== REQUIRED WORK ==
Repeat the data from the line with "tag the stacked crate" to the line with "<point>193,7</point>", both lines included, without changing a character.

== PROVIDED MATERIAL ==
▼

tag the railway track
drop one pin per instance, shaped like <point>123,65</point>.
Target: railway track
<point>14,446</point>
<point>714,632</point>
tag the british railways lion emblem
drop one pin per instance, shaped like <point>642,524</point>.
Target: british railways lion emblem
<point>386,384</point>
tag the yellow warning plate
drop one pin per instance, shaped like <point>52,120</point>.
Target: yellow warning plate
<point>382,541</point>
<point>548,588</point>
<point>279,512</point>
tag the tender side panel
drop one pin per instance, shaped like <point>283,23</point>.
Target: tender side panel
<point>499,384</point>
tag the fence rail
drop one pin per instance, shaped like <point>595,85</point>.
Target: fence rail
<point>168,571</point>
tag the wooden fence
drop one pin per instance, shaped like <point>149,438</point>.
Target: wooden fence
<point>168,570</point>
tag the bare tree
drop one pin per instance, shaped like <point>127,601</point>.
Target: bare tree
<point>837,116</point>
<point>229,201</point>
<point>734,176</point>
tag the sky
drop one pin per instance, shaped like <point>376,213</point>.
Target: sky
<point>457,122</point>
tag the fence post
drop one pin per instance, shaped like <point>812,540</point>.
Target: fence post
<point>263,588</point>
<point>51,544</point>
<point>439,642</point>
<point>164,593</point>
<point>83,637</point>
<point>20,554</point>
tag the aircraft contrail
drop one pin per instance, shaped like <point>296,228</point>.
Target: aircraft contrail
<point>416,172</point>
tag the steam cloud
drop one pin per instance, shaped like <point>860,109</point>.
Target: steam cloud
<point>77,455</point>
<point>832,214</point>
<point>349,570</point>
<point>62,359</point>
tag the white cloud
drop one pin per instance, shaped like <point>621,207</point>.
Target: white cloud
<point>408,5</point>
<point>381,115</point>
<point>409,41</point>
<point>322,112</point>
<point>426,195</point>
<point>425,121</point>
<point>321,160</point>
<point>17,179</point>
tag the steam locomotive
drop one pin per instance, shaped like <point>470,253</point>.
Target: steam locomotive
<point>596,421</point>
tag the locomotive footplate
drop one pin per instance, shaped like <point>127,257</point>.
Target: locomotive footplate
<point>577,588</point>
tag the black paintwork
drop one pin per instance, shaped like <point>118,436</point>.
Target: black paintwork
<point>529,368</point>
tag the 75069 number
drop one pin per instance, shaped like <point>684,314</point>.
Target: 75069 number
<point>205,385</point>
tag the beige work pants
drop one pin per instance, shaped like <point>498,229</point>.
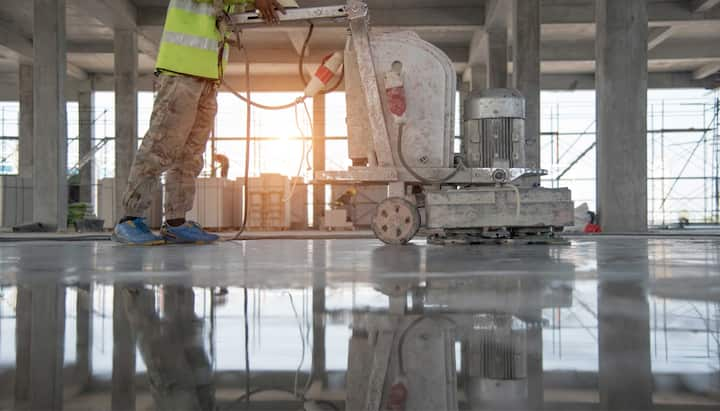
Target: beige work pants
<point>181,122</point>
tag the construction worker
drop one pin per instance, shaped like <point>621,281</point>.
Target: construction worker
<point>192,55</point>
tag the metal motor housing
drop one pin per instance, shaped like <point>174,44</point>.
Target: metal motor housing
<point>495,129</point>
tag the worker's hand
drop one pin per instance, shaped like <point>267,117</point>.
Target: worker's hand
<point>268,10</point>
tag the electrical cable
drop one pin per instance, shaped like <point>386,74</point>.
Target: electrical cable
<point>302,339</point>
<point>304,159</point>
<point>247,351</point>
<point>414,173</point>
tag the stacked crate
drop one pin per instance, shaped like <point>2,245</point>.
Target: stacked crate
<point>269,203</point>
<point>214,206</point>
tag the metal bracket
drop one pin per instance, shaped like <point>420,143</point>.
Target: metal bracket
<point>357,9</point>
<point>294,15</point>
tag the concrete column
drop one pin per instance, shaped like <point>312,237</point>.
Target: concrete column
<point>85,111</point>
<point>621,84</point>
<point>478,77</point>
<point>50,121</point>
<point>47,344</point>
<point>123,374</point>
<point>318,157</point>
<point>526,73</point>
<point>126,108</point>
<point>25,129</point>
<point>497,57</point>
<point>23,322</point>
<point>83,345</point>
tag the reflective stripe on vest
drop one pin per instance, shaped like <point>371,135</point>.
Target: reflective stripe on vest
<point>189,40</point>
<point>193,7</point>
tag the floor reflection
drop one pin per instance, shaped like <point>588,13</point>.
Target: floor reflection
<point>603,325</point>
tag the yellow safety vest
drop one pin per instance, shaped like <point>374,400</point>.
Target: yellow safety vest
<point>191,43</point>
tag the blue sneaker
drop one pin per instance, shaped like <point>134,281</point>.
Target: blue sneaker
<point>135,232</point>
<point>188,233</point>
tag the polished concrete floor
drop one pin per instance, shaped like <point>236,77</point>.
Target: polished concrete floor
<point>604,323</point>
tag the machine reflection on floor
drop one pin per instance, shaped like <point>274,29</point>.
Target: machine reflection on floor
<point>612,323</point>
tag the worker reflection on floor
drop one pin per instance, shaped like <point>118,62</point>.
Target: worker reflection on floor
<point>179,369</point>
<point>189,69</point>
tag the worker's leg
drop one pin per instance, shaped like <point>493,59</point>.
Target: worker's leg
<point>172,120</point>
<point>180,181</point>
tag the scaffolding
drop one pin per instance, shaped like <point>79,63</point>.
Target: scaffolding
<point>683,156</point>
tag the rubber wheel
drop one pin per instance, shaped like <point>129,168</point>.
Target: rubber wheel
<point>396,221</point>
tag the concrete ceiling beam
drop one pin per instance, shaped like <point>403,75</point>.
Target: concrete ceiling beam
<point>404,17</point>
<point>583,12</point>
<point>706,71</point>
<point>701,6</point>
<point>658,35</point>
<point>117,14</point>
<point>22,49</point>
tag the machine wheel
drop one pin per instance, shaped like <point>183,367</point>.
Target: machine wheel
<point>396,221</point>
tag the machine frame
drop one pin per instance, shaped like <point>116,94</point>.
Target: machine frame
<point>399,218</point>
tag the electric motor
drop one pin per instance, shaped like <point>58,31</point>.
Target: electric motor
<point>495,129</point>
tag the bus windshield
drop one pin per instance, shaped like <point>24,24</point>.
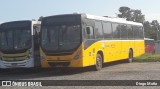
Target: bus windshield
<point>60,38</point>
<point>15,38</point>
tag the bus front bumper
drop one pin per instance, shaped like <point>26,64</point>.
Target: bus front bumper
<point>28,63</point>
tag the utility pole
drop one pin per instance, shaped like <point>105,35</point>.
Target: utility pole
<point>157,32</point>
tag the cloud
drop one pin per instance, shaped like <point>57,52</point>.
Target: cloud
<point>152,16</point>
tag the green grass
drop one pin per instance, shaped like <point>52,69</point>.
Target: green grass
<point>148,58</point>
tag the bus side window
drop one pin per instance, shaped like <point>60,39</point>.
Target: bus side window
<point>89,32</point>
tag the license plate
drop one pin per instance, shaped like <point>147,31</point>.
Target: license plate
<point>59,65</point>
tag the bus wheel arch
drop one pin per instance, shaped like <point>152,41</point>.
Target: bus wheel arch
<point>99,60</point>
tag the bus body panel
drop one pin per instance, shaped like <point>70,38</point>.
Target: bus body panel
<point>24,59</point>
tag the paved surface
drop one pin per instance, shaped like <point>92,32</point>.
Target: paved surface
<point>111,71</point>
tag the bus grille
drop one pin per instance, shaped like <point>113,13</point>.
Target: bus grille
<point>59,64</point>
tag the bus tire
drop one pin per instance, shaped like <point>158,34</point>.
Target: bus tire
<point>99,62</point>
<point>130,56</point>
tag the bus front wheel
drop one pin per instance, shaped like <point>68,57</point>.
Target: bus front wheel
<point>99,62</point>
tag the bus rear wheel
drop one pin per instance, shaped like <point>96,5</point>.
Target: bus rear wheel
<point>130,58</point>
<point>99,62</point>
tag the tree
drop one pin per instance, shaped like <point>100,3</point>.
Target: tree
<point>125,13</point>
<point>131,14</point>
<point>40,18</point>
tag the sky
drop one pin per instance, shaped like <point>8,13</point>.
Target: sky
<point>12,10</point>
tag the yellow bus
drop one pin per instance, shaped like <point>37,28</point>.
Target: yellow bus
<point>80,40</point>
<point>19,44</point>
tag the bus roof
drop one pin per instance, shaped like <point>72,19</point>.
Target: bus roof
<point>116,20</point>
<point>148,39</point>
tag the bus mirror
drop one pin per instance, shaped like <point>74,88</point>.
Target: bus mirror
<point>88,30</point>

▲

== SOLUTION TO THE PROBLEM ==
tag the stacked crate
drop one pin per instance, shaped like <point>2,245</point>.
Target: stacked crate
<point>269,203</point>
<point>214,206</point>
tag the metal bracket
drop one pin per instance, shaped like <point>420,143</point>.
Target: metal bracket
<point>357,9</point>
<point>294,15</point>
tag the concrete column
drop one pin per instance, shaped like <point>312,237</point>.
Target: concrete column
<point>85,111</point>
<point>621,84</point>
<point>478,77</point>
<point>50,121</point>
<point>47,344</point>
<point>123,374</point>
<point>318,157</point>
<point>526,73</point>
<point>126,108</point>
<point>25,129</point>
<point>497,57</point>
<point>23,322</point>
<point>83,345</point>
tag the reflective stripe on vest
drop one pin per instance, shaped like <point>371,135</point>.
Target: reflective stripe on vest
<point>189,40</point>
<point>193,7</point>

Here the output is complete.